## [Request]
Return each line of the data below exactly, omitting any pictures.

## [Information provided]
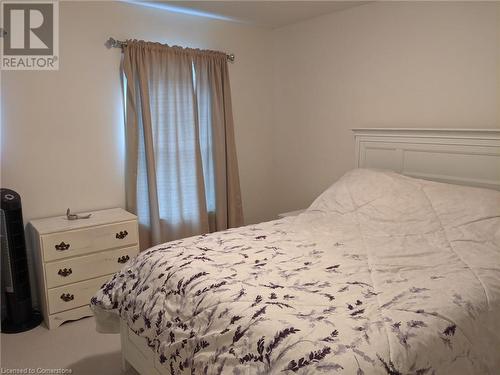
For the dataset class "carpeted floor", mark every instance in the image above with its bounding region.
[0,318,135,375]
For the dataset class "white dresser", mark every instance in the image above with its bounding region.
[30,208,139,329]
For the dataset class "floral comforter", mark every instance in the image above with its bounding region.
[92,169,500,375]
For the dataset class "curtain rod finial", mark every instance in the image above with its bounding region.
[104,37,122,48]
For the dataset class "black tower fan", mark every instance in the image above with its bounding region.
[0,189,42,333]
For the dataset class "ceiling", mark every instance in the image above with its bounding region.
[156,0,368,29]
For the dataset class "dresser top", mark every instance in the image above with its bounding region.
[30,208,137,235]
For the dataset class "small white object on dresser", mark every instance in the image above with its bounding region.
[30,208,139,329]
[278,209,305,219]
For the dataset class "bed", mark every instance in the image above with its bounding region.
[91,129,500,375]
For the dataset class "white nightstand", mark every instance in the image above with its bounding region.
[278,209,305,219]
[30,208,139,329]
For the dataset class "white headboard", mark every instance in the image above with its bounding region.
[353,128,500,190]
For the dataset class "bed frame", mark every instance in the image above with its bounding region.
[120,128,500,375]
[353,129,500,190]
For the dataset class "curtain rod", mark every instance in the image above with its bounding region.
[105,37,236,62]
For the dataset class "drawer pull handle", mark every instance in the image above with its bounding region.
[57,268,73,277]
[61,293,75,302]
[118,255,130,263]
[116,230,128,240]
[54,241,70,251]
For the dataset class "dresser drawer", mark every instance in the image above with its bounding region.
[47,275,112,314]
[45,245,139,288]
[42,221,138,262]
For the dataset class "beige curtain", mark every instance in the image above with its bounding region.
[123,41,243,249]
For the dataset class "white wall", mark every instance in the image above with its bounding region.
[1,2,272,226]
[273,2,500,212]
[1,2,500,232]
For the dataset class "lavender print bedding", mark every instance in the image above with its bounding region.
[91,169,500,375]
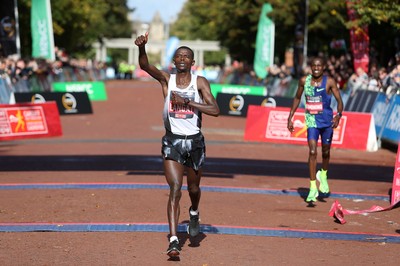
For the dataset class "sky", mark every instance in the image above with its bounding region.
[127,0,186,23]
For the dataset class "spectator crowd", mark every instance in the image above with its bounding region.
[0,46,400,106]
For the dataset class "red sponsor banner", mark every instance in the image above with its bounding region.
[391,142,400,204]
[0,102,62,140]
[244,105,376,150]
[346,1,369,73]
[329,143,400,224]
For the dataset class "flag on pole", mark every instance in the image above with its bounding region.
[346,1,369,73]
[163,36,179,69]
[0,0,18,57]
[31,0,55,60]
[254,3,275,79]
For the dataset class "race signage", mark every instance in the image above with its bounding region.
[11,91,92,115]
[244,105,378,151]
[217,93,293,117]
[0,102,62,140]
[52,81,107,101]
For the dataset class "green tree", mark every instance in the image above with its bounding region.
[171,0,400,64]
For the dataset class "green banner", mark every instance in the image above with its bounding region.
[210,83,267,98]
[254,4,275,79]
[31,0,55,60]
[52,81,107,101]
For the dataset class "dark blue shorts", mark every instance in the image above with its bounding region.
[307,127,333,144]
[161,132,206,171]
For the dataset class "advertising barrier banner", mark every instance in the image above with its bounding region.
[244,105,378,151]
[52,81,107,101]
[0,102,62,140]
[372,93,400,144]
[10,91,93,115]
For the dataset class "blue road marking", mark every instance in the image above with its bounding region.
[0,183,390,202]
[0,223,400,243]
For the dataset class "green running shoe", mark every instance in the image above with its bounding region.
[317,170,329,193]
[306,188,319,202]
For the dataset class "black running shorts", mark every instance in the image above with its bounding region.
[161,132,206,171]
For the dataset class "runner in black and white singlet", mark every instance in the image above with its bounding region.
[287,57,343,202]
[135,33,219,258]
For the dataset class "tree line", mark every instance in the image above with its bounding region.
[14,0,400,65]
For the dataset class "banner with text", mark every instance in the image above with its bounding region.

## [Full response]
For the dataset class "carpeted floor", mark every instance in the image above with its bounding region.
[0,318,135,375]
For the dataset class "white dresser", mark every instance in the image above with its bounding region.
[30,208,139,329]
For the dataset class "floral comforter", mark every instance in the image above with its bounding region.
[92,169,500,375]
For the dataset class "curtain rod finial", mark every instance in the image above with its bounding region.
[104,37,122,48]
For the dataset class "black tower fan", mark every instance in the image above with its bounding region.
[0,189,42,333]
For the dataset class "ceiling", mark every instance in the image above with its bounding region.
[156,0,368,29]
For the dataset class "dresser top", mark every instance in the image above with its bounding region.
[30,208,137,235]
For the dataset class "small white object on dresser", mark every instance in the image above with its bounding region.
[30,208,139,329]
[278,209,305,219]
For the dataset class "bed", mark every instance in the image above with its bounding region.
[91,129,500,375]
For the dataset class "white nightstand", mark every instance in the image above with its bounding region.
[278,209,305,219]
[30,208,139,329]
For the dataset class "white headboard", mark every instance in the image above with its bounding region.
[353,128,500,190]
For the dataset class "bed frame", mark every instance in the image above with its bounding region.
[120,128,500,375]
[353,129,500,190]
For the dataset class "curtain rod", mark every instance in the image above with its bounding region.
[105,37,236,62]
For the dataset class "drawer pull handle", mark every instance in the image above with its bounding region.
[57,268,73,277]
[61,293,75,302]
[118,255,130,263]
[116,230,128,240]
[54,241,70,251]
For the dataset class "dresser drawer", mark every instance in the image above with its bounding region.
[47,275,112,314]
[45,245,139,288]
[42,221,138,262]
For the dataset class "beige curtain", mark every instance in the image above with its bounding region.
[123,41,243,249]
For the dataset class "white wall", mark every instance in the image above with its bounding region.
[1,2,272,226]
[273,2,500,212]
[1,2,500,232]
For the dataset class "lavender print bedding", mark every instance in the image above with its bounding region.
[91,169,500,375]
For the dataset class "sky", mark every instance in the image above with its bounding region.
[127,0,186,23]
For the dataset class "spectator crowd", mark every instance in the image above with its bounding region.
[0,46,400,106]
For the dataset class "red sponsor banner", mark every instance in the image above with its bounding region.
[391,142,400,204]
[0,102,62,140]
[244,105,376,150]
[346,1,369,73]
[329,143,400,224]
For the dataset class "flag on pole", mark every instance in the image above with its bounding region.
[346,1,369,73]
[163,36,179,69]
[0,0,18,57]
[31,0,55,60]
[254,3,275,79]
For the dataset class "race signage", mark every instance in the image above with its bounding region.
[11,91,92,115]
[244,105,378,151]
[217,93,293,117]
[0,102,62,140]
[52,81,107,101]
For the dataset class "green tree", mark every instance in the image above with its bounding region.
[171,0,400,64]
For the dataset class "green banner", mark every instance in the image above with its bounding region.
[210,83,267,98]
[254,4,275,79]
[31,0,55,60]
[52,81,107,101]
For the dataset class "dark blue shorts", mark every instance in the image above with its bounding region.
[307,127,333,144]
[161,132,206,171]
For the dataset class "advertising barrier banner", mark every instance in the image above with its bounding region.
[244,105,378,151]
[52,81,107,101]
[0,102,62,140]
[372,93,400,144]
[10,91,93,115]
For the dataset class "blue road marking", mark every instance in the image above with its bounding region.
[0,183,390,202]
[0,223,400,243]
For the dataset class "green running shoe", mark every instance in the image above with its bounding region.
[317,170,329,193]
[306,188,319,202]
For the dataset class "black running shorts", mark every instance in the image above with its bounding region.
[161,132,206,171]
For the dataset class "runner in black and white singlet", mark every instance in the image above with its bounding region.
[287,57,343,202]
[135,33,219,258]
For the dataset class "tree line", mark every instance in the image above with its bounding region.
[14,0,400,65]
For the dataset class "banner with text", mark every instance in the image above with its bounding region.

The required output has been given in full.